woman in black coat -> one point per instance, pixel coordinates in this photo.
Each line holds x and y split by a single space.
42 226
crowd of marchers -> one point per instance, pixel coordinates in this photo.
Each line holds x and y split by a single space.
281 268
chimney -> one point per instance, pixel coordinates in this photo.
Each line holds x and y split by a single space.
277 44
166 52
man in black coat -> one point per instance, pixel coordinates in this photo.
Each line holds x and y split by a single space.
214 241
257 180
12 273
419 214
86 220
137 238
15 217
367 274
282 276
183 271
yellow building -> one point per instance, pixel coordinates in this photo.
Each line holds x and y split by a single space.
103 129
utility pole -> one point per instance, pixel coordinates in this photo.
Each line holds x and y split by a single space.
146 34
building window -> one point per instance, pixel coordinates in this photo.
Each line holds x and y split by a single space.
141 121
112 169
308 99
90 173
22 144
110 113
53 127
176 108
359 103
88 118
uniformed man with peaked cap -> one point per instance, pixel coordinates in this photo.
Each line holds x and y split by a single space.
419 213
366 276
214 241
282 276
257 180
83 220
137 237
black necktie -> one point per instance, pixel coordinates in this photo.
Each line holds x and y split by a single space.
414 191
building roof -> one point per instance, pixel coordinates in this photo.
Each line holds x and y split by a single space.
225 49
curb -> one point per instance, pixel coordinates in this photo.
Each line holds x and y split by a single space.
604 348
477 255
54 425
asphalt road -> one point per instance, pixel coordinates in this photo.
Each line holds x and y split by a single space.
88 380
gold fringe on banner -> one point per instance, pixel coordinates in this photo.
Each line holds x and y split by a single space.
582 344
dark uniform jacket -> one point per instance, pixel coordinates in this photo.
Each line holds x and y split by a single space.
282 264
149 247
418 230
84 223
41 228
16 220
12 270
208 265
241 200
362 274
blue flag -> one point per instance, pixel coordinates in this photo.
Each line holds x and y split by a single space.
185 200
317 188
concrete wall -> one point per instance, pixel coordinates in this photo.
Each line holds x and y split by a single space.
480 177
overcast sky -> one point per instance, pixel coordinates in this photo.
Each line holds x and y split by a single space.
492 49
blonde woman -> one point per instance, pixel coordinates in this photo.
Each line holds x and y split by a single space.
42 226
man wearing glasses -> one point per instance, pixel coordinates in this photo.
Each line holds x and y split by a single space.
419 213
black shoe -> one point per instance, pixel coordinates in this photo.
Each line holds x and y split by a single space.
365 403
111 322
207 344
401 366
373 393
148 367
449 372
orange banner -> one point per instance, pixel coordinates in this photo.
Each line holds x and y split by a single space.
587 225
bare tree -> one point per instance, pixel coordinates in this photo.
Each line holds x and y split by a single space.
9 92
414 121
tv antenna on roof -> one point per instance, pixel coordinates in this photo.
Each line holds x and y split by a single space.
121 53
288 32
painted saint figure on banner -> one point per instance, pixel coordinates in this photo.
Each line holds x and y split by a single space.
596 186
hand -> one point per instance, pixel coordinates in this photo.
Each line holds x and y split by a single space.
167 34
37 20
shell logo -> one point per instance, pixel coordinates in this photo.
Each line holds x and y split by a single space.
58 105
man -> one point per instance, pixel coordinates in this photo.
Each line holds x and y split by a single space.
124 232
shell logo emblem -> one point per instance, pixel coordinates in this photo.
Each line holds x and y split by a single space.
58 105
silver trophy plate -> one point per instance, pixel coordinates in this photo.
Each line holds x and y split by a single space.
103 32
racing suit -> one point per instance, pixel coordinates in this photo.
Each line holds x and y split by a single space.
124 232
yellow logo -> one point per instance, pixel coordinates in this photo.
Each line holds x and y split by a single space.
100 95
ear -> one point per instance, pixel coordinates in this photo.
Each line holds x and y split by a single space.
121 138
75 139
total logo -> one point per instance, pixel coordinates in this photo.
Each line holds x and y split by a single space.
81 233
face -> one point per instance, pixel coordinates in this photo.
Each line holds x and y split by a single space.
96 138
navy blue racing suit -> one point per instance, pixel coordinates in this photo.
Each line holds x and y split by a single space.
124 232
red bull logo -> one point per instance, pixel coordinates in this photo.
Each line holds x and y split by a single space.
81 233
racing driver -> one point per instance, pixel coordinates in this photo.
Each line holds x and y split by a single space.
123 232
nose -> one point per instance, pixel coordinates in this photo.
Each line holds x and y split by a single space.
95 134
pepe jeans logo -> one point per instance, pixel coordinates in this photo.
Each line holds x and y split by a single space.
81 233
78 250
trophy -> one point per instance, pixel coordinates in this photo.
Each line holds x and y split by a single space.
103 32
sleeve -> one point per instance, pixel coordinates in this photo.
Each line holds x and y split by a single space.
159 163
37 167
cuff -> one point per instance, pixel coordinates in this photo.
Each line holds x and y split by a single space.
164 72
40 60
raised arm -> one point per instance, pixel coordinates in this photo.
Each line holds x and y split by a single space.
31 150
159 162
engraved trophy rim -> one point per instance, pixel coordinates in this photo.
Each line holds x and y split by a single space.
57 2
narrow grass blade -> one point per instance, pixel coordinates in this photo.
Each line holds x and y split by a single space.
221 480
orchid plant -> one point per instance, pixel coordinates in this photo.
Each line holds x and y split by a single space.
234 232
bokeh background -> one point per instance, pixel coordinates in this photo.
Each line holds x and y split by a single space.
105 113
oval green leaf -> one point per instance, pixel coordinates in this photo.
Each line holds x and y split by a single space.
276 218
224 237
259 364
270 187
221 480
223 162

Written request: Take the line holding "engraved trophy rim" and all lines after it through the end of the data, and set them down exactly.

Written reply:
engraved trophy rim -> one point per instance, pixel coordinates in this photo.
Each line holds x and y split by a single space.
57 2
narrow grass blade -> one point per instance, pixel coordinates in this photo.
Each line holds x and y split by a single space.
221 480
orchid plant -> one point per instance, pixel coordinates in this photo.
Each line holds x and y split by a single space.
234 232
bokeh background -> one point per instance, pixel coordinates in this photo.
Each line holds x and y split by a single space.
105 113
oval green leaf -> one point per instance, pixel coordinates in this photo.
Each line holds x and y split by a single space.
276 218
224 237
259 364
270 187
221 480
223 162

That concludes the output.